Convert only the lines between the one holding "the shadow under" and the one holding "[[302, 255], [85, 159], [472, 101]]", inclusive, into a numbered list of items, leaving out any blank lines.
## Start Record extracts
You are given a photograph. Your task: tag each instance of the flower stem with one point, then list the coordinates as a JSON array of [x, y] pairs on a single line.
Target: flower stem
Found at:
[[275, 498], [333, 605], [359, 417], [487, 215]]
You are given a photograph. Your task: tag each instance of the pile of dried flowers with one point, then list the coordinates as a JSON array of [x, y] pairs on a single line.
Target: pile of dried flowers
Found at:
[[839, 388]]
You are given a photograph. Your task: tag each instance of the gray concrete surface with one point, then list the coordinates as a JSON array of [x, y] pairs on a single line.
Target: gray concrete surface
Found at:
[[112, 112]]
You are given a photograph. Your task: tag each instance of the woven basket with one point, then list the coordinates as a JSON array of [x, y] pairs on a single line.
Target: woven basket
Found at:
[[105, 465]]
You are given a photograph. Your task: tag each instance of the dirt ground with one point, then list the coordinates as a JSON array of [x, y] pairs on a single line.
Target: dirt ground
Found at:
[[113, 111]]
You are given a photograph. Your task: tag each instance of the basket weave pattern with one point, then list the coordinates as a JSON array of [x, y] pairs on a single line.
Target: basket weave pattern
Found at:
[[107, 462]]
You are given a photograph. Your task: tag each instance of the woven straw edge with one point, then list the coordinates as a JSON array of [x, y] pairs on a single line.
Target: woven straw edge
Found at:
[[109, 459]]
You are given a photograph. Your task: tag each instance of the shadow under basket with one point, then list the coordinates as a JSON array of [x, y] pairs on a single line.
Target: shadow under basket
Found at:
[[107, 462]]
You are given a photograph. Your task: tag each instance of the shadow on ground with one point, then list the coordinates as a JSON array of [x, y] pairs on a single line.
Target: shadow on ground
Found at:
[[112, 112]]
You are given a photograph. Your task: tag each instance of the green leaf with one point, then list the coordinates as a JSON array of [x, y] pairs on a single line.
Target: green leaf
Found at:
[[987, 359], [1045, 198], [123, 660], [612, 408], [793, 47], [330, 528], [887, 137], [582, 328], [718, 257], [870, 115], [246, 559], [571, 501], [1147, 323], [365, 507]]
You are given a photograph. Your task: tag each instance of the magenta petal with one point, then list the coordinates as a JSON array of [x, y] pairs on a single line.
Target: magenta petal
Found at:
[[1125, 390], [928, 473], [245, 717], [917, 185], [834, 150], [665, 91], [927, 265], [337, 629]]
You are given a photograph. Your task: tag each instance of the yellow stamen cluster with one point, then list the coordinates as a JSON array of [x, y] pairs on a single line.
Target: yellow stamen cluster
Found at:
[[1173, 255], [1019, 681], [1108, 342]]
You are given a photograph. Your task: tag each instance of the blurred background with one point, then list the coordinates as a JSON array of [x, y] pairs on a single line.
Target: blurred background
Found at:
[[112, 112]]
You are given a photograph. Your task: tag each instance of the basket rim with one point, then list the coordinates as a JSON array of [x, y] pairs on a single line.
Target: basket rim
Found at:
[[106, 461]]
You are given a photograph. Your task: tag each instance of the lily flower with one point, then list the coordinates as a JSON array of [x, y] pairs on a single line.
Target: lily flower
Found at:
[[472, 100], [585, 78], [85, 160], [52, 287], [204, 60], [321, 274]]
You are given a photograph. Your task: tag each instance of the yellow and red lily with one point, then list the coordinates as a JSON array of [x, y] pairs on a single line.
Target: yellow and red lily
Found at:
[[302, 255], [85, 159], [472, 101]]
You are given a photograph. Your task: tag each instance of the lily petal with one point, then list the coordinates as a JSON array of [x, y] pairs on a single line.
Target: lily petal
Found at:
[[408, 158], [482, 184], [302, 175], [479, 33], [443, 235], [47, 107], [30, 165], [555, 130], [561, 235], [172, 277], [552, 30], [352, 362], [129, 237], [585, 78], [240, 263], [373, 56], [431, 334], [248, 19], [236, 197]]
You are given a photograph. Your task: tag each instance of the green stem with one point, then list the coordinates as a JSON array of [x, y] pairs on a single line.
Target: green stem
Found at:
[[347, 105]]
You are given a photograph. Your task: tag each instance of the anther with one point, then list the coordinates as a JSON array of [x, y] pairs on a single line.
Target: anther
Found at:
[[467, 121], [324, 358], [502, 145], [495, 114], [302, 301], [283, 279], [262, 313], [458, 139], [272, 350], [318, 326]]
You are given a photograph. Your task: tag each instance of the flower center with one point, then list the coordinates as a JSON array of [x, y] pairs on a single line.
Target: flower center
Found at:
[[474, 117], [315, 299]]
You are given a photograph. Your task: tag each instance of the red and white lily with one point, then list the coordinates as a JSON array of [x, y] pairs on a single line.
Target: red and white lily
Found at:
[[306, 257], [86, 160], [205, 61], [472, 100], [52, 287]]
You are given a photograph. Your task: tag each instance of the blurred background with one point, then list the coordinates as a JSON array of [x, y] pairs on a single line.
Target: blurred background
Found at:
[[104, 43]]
## End Record extracts
**Written solution**
1. You are given a photograph. Your task: tag each instance of the shadow under basket with one point, then list the coordinates as a JSON array of [x, y] pairs on a single line.
2. Target: shadow under basket
3. Found at:
4. [[107, 462]]
5. You are given a photograph. Your task: tag each instance of the shadow on ground with one point, then list the coordinates as a JSON array of [x, y] pairs on a single line.
6. Target: shadow on ground
7. Found at:
8. [[112, 112]]
9. You are given a photograph. Your task: tag each instance of the green leaf with one point, then list the coordinates as a JSON array of [x, y] pairs on a single line.
10. Target: green leaf
11. Found at:
12. [[987, 359], [1045, 198], [123, 660], [612, 408], [793, 47], [330, 528], [887, 137], [582, 328], [718, 257], [870, 115], [246, 559], [571, 501], [1147, 323], [365, 507]]
13. You are given a photograph. Your task: tag each instance of the magenta petal with one point, then list the coordinates as a JSON array of [x, y] pairs on a single line.
14. Target: magenta petal
15. Found at:
16. [[1125, 390], [928, 473], [245, 717], [917, 185], [834, 150], [665, 91], [927, 265], [337, 629]]
17. You are given a photograph. Your task: tag each instance of the yellow stamen cluster with one point, then list the coordinates as a JSON array of [x, y] pairs on a single line.
18. Target: yellow stamen cluster
19. Found at:
20. [[1173, 255], [1019, 681], [1108, 342]]
21. You are given a photograph. Your task: tag each instance of the blurred background with one point, then list the coordinates as a JSON array of [x, y] pairs on a single line.
22. Target: blurred background
23. Found at:
24. [[112, 112]]
25. You are given a photograph. Your task: tag each instance of the basket rim with one point, then list the coordinates as a JSON array of [x, y] pairs on a single line.
26. Target: basket rim
27. Found at:
28. [[106, 461]]
29. You are given a photograph. Your task: tag each instance of the lily flower with one point, then list the coordinates as a JSON array of [x, y] pairs on a single line.
30. Target: lily flower
31. Found at:
32. [[472, 100], [585, 78], [85, 160], [52, 287], [204, 60], [321, 274]]
33. You are given a photograph. Your task: tag each instance of the yellow and red lily with one point, then list the coordinates as a JSON array of [x, y] pairs on a single line.
34. Target: yellow and red lily
35. Found at:
36. [[302, 255], [85, 159], [472, 101]]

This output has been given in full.